== Source document ==
We all curse the pandemic again and again, but despite the terrible constraints we are under because of it, there were a few silver linings for our family. The biggest was the amount of time we spent together before our kids left for college. With Jack and Emma in their second semester of senior year, it didn’t really matter much that school became a fiasco, and Jim, who normally traveled one-third of the year, was grounded at home. There was plenty of pandemic-related stress of course, but for our family, there was also a fair amount of fun. We played games in the middle of a weekday, scheduling them around Jim’s video calls. We would choose titles from a movie lottery bowl several nights each week, and then no matter the pick, we would still argue about what to watch. Jack tried his hand at baking croissants from scratch, and we all enjoyed the results since he nailed the recipe. We ordered American sustainable caviar for New Year’s eve dinner, eating it on our rarely-used fancy china; we ordered sushi from our favorite restaurant every Saturday, and we made margaritas (virgin and otherwise) whenever we took out Mexican. One other new practice was eating French fries as part of dinner – this became the norm pretty much anytime I could justify them as the side to our entree.

Before the pandemic, I do not think I had eaten French fries since I was a child who begged for McDonalds. As all moms do, I’d steal a few from my kids’ plates at restaurants, but having my own portion? Really, it had been at least thirty years. I had convinced myself I was a sweet-tooth person, and even though I love pretzels, I didn’t think I really cared about salty snacks enough to order fries for myself. It turns out I can’t choose between sweet and salty – I love them both.

At first, I would make both sweet potato and regular fry accompaniments because Jack didn’t like the sweets. Telling ourselves the sweet potato ones were healthier, Jim and I would load our plates with that version; Emma would go half-and-half, and Jack would load up with regulars. Then I found tater tots in both regular and sweet versions, as well as waffle cuts, and for a while, we’d make at least three versions of fried potatoes for any given meal. We went from a household where French fries were something you only ordered when dining out, to one where French fries were on the menu more often than not. French fries were comfort; French fries were happy – and as we all know, we all needed comfort and happy in those early months.

Fast forward to now when eating out is once again a norm, and I find myself reading menus a little differently. I used to search for the healthiest option and would make my choices based on the most appealing vegetable sides on the menu. No longer. Now, the first thing I do is check for fries. I tried Belgian fries at one fancy place in Beaver Creek; I’ve ordered bistro fries more times than I can count in NY, and if sweets are on the menu, I craft my whole dinner around them. When I go somewhere that I know the fries are particularly good, I often just order a salad and an order of fries, so I can hoard that whole side order just for myself.

I hadn’t made fries at home in a while until last weekend. The kids have left for school; I’m cooking dinner less and going out more. And I’m ordering fries when I go out. Still, last Sunday, Jim and I had a craving for sweets, so we reinstituted the practice. As expected, the salmon and salad were better for their side. Really the fish and lettuce were the side – as you might expect, the fries were our last bites.
===
== Input data ==
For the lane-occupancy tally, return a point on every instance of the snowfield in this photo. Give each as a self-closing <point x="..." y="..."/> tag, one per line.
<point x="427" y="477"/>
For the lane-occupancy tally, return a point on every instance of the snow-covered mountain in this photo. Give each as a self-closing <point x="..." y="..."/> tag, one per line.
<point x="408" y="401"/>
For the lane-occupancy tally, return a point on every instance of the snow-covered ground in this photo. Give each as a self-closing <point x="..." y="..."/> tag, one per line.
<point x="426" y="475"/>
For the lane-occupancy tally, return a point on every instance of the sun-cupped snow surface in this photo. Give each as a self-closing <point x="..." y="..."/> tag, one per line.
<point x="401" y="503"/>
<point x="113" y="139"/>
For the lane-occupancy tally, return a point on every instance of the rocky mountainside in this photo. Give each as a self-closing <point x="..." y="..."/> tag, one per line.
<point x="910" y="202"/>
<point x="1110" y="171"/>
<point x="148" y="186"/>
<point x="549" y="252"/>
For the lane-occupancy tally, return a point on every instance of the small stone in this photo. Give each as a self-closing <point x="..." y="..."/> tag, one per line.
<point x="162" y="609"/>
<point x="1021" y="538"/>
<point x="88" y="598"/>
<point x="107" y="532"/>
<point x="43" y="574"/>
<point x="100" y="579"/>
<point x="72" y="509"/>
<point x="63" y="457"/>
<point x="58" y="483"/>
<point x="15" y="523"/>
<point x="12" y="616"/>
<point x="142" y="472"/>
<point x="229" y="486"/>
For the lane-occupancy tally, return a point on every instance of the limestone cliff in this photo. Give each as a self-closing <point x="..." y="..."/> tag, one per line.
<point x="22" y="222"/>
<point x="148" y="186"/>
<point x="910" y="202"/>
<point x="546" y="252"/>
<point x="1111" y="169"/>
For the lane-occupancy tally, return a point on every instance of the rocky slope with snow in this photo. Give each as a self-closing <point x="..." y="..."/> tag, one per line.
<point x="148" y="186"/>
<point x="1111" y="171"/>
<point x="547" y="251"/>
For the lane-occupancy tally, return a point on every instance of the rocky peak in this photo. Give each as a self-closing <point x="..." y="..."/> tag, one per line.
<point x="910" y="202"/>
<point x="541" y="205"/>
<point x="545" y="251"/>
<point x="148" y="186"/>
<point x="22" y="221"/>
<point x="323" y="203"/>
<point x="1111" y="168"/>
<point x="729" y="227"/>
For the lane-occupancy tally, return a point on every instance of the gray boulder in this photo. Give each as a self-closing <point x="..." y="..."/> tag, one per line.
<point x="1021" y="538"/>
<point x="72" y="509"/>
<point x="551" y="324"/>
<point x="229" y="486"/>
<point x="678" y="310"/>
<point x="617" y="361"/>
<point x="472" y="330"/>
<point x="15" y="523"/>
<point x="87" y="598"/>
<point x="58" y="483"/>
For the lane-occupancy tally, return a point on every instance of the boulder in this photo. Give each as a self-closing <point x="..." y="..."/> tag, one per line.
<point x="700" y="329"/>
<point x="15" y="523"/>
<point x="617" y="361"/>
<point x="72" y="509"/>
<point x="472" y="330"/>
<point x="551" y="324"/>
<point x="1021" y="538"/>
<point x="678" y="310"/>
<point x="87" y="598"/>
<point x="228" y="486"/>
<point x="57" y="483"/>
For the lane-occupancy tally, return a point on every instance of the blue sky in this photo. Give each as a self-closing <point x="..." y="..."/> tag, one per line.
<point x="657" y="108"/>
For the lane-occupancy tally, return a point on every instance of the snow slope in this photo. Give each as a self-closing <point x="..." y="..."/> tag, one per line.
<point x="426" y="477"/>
===
== Input data ==
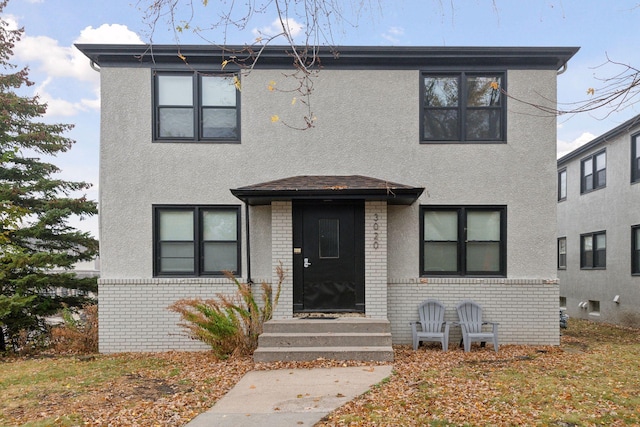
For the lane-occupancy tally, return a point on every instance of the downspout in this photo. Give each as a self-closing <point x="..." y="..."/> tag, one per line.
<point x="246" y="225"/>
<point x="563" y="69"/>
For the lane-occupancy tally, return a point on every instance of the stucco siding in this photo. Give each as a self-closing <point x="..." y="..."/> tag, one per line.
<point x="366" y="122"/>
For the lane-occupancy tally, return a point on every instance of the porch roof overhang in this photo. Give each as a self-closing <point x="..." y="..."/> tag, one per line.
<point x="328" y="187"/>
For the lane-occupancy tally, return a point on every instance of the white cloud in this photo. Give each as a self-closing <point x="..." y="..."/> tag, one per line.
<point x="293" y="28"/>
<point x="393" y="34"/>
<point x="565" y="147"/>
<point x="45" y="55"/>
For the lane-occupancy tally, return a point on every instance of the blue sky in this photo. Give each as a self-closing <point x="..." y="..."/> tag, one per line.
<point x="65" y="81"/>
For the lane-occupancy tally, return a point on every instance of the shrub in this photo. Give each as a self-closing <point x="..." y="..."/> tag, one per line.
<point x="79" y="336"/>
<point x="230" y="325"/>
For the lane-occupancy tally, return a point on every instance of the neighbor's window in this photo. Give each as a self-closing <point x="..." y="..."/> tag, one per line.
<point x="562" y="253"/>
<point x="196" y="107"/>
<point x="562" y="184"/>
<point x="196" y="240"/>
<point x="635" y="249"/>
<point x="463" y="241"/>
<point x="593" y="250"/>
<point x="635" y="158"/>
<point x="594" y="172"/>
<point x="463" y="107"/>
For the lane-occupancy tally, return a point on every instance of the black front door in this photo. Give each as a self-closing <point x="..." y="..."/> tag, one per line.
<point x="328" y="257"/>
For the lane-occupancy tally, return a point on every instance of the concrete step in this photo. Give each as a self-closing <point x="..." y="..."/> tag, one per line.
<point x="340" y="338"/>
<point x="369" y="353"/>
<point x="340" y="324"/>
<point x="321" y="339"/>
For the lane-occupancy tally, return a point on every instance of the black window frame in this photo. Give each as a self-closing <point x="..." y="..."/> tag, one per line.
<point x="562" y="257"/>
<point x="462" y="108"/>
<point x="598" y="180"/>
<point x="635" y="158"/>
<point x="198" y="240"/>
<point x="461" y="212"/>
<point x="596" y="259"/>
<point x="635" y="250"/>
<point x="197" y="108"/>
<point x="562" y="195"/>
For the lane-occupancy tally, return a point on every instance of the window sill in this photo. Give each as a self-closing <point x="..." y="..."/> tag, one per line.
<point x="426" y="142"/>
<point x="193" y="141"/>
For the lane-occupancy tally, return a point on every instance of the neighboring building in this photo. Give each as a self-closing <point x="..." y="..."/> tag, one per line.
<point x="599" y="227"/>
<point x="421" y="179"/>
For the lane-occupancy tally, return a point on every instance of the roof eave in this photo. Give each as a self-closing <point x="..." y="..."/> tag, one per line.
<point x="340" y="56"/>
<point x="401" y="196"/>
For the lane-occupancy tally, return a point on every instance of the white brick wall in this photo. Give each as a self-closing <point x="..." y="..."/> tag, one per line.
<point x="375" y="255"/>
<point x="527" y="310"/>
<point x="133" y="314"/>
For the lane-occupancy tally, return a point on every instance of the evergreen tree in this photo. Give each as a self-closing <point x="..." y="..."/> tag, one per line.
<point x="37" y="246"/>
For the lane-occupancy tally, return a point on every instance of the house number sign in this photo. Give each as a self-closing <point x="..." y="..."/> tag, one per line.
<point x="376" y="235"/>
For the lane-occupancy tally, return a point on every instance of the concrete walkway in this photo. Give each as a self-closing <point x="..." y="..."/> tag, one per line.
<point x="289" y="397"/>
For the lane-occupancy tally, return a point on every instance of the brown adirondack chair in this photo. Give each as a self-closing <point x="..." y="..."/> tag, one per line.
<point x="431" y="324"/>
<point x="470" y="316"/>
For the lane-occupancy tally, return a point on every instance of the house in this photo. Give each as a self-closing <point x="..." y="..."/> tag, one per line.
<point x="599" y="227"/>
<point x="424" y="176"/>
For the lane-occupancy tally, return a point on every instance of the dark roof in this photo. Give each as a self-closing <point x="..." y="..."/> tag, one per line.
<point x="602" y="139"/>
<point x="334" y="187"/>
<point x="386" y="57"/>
===
> _Work task_:
Return the passage of the French fries essay that begins at the words "Before the pandemic, I" and stops after "love them both.", copied without changes.

> _Answer box_:
Before the pandemic, I do not think I had eaten French fries since I was a child who begged for McDonalds. As all moms do, I’d steal a few from my kids’ plates at restaurants, but having my own portion? Really, it had been at least thirty years. I had convinced myself I was a sweet-tooth person, and even though I love pretzels, I didn’t think I really cared about salty snacks enough to order fries for myself. It turns out I can’t choose between sweet and salty – I love them both.